EXERCISE: A word-for-word copy of the entries below is required.
=== Section Start ===
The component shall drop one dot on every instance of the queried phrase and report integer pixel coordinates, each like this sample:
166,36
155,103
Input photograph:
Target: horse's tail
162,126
=== Section End ===
SOLUTION FOR THIS EXERCISE:
The component shall drop one dot on every instance of the queried phrase and report integer pixel coordinates, each like this sample:
166,36
155,103
Input photograph:
Target: horse's tail
162,126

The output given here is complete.